Pull out every line in the rows below that contains the string "light".

Stored rows.

####################

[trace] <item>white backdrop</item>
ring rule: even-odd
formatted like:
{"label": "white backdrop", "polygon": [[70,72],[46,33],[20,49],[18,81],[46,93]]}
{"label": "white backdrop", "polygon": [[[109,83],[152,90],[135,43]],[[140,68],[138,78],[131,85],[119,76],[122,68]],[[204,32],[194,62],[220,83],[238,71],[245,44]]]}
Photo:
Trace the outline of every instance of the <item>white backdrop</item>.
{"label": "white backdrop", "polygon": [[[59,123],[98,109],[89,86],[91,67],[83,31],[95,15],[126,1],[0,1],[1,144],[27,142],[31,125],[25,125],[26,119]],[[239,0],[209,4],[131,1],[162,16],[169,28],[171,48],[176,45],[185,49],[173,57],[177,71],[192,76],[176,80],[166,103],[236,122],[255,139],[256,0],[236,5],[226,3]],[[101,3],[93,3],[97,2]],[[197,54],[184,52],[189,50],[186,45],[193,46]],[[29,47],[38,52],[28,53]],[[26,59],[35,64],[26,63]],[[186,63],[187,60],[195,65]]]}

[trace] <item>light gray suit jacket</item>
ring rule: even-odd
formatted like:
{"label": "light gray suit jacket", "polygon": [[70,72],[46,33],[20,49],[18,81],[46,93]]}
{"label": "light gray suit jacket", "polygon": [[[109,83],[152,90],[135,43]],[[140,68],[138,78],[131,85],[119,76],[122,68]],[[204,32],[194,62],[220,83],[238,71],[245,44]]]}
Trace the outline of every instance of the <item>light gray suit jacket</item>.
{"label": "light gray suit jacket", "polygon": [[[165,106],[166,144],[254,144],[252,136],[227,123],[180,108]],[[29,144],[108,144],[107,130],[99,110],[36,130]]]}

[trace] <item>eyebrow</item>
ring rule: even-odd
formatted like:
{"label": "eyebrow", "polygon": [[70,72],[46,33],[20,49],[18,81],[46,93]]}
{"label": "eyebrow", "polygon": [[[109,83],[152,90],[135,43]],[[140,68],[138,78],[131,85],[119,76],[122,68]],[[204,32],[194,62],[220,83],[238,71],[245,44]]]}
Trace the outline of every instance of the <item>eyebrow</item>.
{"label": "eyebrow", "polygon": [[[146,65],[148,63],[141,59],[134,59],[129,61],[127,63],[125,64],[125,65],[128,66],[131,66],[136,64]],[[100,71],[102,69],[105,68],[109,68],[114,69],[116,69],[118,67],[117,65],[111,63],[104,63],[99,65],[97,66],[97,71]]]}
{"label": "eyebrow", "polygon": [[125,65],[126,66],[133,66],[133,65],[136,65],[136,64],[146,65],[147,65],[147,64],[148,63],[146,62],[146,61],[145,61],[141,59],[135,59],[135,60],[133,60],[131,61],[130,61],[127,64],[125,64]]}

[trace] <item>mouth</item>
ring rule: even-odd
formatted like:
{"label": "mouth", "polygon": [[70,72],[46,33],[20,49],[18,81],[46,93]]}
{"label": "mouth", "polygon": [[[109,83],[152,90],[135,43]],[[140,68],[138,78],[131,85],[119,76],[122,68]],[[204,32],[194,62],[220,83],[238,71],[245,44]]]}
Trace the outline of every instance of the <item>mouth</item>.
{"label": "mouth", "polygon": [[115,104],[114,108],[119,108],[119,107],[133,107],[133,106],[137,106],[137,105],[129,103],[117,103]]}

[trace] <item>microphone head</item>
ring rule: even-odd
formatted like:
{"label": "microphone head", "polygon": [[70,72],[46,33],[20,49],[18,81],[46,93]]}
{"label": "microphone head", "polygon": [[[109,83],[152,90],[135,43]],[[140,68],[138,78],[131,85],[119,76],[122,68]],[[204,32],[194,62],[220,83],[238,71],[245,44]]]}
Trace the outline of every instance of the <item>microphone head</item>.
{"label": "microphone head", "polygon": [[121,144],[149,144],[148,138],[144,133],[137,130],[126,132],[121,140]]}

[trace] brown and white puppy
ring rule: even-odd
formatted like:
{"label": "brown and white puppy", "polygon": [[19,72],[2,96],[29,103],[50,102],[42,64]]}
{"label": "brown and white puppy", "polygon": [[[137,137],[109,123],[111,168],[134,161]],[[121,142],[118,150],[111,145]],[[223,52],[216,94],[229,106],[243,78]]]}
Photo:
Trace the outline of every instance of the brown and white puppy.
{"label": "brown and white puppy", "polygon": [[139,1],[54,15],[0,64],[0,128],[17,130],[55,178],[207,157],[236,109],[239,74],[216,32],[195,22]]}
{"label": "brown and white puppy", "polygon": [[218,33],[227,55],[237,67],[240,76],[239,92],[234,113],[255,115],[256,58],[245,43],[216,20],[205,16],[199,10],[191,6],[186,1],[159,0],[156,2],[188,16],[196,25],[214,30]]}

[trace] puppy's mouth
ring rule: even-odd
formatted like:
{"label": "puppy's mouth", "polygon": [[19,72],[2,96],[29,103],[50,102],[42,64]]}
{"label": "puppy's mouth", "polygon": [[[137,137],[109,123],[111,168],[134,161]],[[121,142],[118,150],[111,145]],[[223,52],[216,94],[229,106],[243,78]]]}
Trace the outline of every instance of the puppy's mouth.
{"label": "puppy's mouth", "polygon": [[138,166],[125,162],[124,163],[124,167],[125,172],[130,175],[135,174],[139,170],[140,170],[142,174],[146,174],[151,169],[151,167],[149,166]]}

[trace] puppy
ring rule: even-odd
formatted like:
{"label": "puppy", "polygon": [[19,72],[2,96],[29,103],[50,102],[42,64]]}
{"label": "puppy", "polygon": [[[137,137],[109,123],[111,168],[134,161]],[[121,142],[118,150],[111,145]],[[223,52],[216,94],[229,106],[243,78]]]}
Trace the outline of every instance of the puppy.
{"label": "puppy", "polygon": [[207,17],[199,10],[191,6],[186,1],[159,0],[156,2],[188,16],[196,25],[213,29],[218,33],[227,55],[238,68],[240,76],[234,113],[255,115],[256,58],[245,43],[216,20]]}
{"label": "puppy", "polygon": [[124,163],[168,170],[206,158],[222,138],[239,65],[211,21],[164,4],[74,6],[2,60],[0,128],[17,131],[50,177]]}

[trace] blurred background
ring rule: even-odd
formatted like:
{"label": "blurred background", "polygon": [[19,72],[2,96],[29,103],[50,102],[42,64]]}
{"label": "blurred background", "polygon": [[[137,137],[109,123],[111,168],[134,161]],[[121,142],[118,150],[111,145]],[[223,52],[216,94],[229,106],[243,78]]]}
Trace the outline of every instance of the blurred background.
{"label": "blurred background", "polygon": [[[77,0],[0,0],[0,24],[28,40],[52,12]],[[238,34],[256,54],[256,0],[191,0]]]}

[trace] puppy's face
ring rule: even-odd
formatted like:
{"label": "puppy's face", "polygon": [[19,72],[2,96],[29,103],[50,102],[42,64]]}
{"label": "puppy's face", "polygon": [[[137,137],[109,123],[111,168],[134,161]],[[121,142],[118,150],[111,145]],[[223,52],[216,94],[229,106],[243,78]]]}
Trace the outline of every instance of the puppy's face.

####################

Written solution.
[trace] <item>light gray suit jacket</item>
{"label": "light gray suit jacket", "polygon": [[70,72],[46,33],[20,49],[18,81],[46,93]]}
{"label": "light gray suit jacket", "polygon": [[[109,83],[152,90],[135,43]],[[140,68],[138,78],[131,85],[119,76],[122,68]],[[204,32],[194,62],[220,83],[238,71],[245,44]]]}
Trace the outline of every instance of the <item>light gray suit jacket</item>.
{"label": "light gray suit jacket", "polygon": [[[165,106],[166,144],[254,144],[252,136],[227,123],[180,108]],[[29,144],[108,144],[107,130],[99,110],[36,130]]]}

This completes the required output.